▶ About this exercise
The required output is the whole listing below, unchanged.

━━ Data supplied

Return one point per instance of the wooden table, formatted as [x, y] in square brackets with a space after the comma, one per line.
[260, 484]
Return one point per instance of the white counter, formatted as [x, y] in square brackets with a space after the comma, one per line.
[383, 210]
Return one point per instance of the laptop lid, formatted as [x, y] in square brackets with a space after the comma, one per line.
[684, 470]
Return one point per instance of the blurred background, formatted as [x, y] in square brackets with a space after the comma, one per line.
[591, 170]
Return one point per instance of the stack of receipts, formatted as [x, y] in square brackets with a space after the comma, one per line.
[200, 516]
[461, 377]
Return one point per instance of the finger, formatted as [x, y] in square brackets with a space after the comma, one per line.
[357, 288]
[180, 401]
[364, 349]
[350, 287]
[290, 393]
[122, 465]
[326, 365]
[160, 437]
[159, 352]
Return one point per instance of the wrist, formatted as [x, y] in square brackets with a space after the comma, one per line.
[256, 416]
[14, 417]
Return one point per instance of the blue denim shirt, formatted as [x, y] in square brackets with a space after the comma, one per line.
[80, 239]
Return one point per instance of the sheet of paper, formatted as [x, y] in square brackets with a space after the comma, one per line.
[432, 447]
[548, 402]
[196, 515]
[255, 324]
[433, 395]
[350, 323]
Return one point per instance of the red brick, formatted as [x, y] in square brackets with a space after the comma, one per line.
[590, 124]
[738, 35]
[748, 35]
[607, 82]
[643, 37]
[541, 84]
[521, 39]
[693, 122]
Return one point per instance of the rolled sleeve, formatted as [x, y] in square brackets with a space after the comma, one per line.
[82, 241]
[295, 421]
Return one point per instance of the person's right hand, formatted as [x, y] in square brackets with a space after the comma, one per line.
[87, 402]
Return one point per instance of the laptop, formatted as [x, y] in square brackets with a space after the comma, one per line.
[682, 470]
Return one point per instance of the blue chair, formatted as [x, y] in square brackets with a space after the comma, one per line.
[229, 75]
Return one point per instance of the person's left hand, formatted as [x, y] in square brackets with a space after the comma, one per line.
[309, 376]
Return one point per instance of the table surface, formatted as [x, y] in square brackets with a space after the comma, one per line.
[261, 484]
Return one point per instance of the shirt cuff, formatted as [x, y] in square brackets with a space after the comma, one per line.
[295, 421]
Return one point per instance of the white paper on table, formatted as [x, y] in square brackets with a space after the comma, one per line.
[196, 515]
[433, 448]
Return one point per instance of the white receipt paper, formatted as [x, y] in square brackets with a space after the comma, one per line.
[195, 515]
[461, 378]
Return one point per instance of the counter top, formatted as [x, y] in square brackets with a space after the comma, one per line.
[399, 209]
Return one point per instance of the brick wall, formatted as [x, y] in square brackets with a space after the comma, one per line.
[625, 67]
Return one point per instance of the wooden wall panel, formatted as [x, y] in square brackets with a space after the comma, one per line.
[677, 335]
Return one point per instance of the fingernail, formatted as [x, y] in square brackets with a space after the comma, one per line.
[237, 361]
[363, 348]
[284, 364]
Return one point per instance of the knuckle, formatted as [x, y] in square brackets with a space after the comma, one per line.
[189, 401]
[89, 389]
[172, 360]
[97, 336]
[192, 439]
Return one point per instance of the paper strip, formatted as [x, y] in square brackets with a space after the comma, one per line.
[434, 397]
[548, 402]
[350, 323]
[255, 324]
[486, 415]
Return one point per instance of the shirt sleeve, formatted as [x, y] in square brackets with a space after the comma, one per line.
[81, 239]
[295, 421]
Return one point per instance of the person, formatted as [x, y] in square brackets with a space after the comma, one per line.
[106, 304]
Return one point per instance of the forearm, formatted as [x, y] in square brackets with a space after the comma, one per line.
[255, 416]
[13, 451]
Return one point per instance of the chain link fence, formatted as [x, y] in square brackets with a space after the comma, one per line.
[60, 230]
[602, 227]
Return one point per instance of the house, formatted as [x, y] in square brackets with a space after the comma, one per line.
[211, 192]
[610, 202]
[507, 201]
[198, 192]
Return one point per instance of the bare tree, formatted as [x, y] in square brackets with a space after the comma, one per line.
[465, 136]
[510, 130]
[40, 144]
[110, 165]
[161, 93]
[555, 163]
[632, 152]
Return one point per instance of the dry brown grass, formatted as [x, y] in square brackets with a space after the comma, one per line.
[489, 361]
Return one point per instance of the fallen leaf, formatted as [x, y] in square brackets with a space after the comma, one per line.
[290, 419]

━━━━

▶ Answer for the task
Return one point per instance of the wooden table, formatted as [x, y] in square brackets with a space after the comma, one per line.
[260, 484]
Return one point per instance of the white counter, formatted as [x, y] in square brackets with a space after the comma, one per line.
[383, 210]
Return one point per instance of the laptop lid, formatted as [x, y] in square brackets with a space after the comma, one per line.
[684, 470]
Return one point per instance of the blurred background, formatted as [x, y] in square brackets with a space after the comma, one per line.
[591, 170]
Return one point per instance of the stack of receipts, formatted as [x, y] in square brackets with a space after the comma, one per line.
[200, 516]
[461, 377]
Return one point per instance of the finger, formatted as [x, y] in square brackets with a space after the comma, one per line.
[357, 288]
[180, 401]
[364, 349]
[350, 287]
[290, 393]
[122, 465]
[326, 365]
[160, 437]
[159, 352]
Return one point per instance of the wrist, formatted as [x, y] in square brackets with a space after the comma, one per line.
[256, 416]
[14, 417]
Return one point per instance of the blue denim shirt, formatted as [x, y] in square brackets with a space after the comma, one per line.
[80, 239]
Return one point per instance of the sheet of paper, formatted as [x, y] in square brackets with a space after the comma, one per line.
[432, 447]
[548, 402]
[196, 515]
[255, 324]
[433, 395]
[350, 323]
Return one point per instance of the red brick, formatted as [x, y] in square brackets with a space after the comma, one per line.
[590, 124]
[738, 35]
[748, 35]
[607, 82]
[643, 37]
[541, 84]
[521, 39]
[693, 122]
Return one point per instance of the rolled sleeve, formatted as [x, y] in square brackets with a space after the comma, one per line.
[82, 241]
[295, 421]
Return one point per instance of the person's right hand, formatted as [x, y] in square brackets with a space after the comma, one per line.
[87, 402]
Return one point per instance of the laptop, formatted as [x, y] in square brackets with a space after the comma, one per line.
[682, 470]
Return one point per instance of the blue chair, formatted as [x, y] in square brackets with a space after the comma, one per line.
[229, 75]
Return one point per instance of the person's left hand, formatted as [x, y] in square brackets with a space after the comma, one per line.
[309, 376]
Return one point per instance of the table surface, formatted as [x, y] in square brackets with a space after the comma, one per line.
[261, 484]
Return one point per instance of the shirt cuff, formatted as [x, y] in square brackets with a space after the comma, one per line.
[295, 421]
Return one point per instance of the white paper on table, formatted as [x, y] in square brackets with a space after the comma, one per line.
[196, 515]
[433, 448]
Return one point per instance of the white receipt paper, formatted as [x, y] in square brackets with a space after the comma, one per line.
[195, 515]
[461, 378]
Return one point per instance of the counter top, formatted as [x, y] in square brackets with a space after the comma, one per line.
[399, 209]
Return one point per instance of the brick wall, formatted as [x, y] in square brackets with a space after the comma, one per line.
[625, 67]
Return one point per instance of the wooden wall panel, formatted as [x, y] in square brackets with a space after the comma, one per line.
[677, 335]
Return one point per instance of the fingernail, formatted as [x, y] in square brackets with a space after the comma, one per line.
[237, 361]
[363, 348]
[284, 364]
Return one point per instance of the knuckle, formatted as [x, y] in square brackets with a space after the comma, one per line.
[189, 401]
[89, 389]
[172, 360]
[97, 336]
[192, 439]
Return one point per instance of the paper strip, formatted as [x, y] in square brackets with a space after the comma, one per line.
[434, 397]
[548, 402]
[350, 323]
[255, 324]
[486, 415]
Return one point per instance of the shirt sleeve, formatted as [x, y] in square brackets with a space after the comma, one per line.
[81, 239]
[295, 421]
Return one point per instance of the person, formatted as [x, y] in square brackets with a space after the comma, one per line.
[106, 304]
Return one point per instance of the forearm, formatted as [x, y] in square brackets with a space after the comma, one per line.
[255, 416]
[13, 451]
Return one point per instance of the chain link fence, formatted as [x, y] in square brackets with a space after the comma, one per line.
[60, 230]
[602, 227]
Return one point per instance of the house, formatted as [x, y] in square brackets with a space after the comma, one per line.
[211, 192]
[610, 202]
[507, 201]
[198, 192]
Return one point per instance of the bare tree, formatted as [x, y] in square brackets with a space after the comma, one per line.
[465, 136]
[510, 130]
[40, 144]
[110, 165]
[161, 93]
[555, 163]
[632, 152]
Return one point per instance of the dry brown grass, formatted as [x, y] in square brackets with a space after the comma, one per line.
[489, 361]
Return one point per instance of the fallen leaf, formatted as [x, y] in square brackets with a space after the comma, one per line.
[290, 419]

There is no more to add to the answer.